I've come up with some interesting ideas about a new programming language. Since I joined this noble society I've realized I wasn't the only one with ideas, not even the only one with my ideas... So apparently, I need to take it one step further: How to combine all those fancy ideas to a useful programming language?

Since I've got some ideas for this too, my current problem is more: How do I know I've got it right? I need some help here. I suspect more people than I have delved into this topic, but the impression I've got is that it tends to be more on the depth rather than broadly. I need both. I want a language that is good overall, supporting all kinds of programming styles and designs, but I also want it to be really good at something. So how do I determine the strengths and weaknesses of my new shiny language?

After pondering a while on this, I've divided this problem into two categories:
a) What programming styles does it support? E.g. functional programming, imperative programming, concurrent programming, ...
b) How easy does it solve different kinds of problems? E.g. implementing a controller scenario, server/client messaging, game AI, ...
· · · · · · ·
◆ Required work:
**a)** Answer these questions from the post on designing a programming language:
(i) Into how many categories does the writer divide the problem?
(ii) Which programming styles are listed as examples under category a)?
(iii) Besides being good overall, what else does the writer want the language to be?
**b)** Reproduce the stretch of the post on designing a programming language from "Since I've got" through "new shiny language?".
The rows that come next have no connection to the post about designing a programming language.
· · · · · · ·
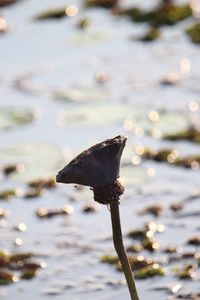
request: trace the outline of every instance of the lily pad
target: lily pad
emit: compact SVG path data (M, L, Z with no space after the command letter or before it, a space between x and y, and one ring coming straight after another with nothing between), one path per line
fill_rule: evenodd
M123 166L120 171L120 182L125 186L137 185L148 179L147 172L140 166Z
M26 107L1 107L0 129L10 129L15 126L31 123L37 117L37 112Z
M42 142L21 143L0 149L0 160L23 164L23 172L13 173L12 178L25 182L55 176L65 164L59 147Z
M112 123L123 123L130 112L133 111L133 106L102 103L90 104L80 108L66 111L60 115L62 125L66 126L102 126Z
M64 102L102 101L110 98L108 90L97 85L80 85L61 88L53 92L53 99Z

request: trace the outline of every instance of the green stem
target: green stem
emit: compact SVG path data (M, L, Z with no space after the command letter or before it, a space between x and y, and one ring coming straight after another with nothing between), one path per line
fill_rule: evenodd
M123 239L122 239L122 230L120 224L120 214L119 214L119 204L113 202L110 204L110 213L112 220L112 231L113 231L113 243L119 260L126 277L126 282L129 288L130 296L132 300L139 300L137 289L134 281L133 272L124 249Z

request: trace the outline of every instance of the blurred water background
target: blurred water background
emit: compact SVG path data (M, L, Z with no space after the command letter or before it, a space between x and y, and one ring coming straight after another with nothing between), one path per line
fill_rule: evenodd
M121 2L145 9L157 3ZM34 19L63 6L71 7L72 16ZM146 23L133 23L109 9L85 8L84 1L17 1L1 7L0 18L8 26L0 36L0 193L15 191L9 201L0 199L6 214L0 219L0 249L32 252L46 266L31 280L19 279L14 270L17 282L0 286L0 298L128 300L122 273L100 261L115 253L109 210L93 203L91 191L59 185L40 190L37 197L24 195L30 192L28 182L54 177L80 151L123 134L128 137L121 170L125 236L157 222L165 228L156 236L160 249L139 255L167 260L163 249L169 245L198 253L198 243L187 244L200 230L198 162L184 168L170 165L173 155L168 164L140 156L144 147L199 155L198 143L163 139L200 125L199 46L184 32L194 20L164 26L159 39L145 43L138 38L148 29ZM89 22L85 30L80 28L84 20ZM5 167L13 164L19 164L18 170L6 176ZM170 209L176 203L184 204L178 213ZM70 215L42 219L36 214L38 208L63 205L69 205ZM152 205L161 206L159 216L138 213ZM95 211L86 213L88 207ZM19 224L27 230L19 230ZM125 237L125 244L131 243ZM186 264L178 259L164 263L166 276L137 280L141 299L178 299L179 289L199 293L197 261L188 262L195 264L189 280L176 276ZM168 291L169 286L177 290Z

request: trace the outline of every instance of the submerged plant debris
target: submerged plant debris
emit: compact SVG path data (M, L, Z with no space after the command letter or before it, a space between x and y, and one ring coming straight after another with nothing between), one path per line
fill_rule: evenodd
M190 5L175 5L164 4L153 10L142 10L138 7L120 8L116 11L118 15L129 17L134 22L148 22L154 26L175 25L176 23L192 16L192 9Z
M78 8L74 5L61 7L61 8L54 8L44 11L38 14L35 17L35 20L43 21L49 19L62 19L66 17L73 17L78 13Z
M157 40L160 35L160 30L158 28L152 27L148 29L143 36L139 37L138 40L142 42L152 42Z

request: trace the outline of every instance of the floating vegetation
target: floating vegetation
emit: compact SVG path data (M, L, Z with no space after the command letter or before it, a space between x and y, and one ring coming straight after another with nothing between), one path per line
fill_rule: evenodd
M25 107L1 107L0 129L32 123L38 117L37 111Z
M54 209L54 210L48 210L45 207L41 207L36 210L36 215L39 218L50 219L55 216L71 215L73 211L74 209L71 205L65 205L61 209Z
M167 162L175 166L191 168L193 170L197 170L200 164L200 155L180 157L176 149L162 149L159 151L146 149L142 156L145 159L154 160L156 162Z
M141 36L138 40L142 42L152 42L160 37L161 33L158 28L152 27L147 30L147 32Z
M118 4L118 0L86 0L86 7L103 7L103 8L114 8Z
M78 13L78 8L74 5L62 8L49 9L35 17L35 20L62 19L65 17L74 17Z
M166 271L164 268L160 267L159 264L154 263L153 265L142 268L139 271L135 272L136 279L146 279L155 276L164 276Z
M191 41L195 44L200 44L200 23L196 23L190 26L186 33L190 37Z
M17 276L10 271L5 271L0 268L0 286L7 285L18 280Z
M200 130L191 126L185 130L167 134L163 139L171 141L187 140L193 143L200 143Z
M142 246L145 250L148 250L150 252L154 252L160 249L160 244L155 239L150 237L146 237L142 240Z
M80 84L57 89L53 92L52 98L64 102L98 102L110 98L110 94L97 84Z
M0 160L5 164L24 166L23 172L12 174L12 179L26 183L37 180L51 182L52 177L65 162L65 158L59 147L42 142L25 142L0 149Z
· · · · · · ·
◆ Final results:
**a)**
(i) Two categories.
(ii) Functional programming, imperative programming, and concurrent programming.
(iii) Really good at something.

**b)**
Since I've got some ideas for this too, my current problem is more: How do I know I've got it right? I need some help here. I suspect more people than I have delved into this topic, but the impression I've got is that it tends to be more on the depth rather than broadly. I need both. I want a language that is good overall, supporting all kinds of programming styles and designs, but I also want it to be really good at something. So how do I determine the strengths and weaknesses of my new shiny language?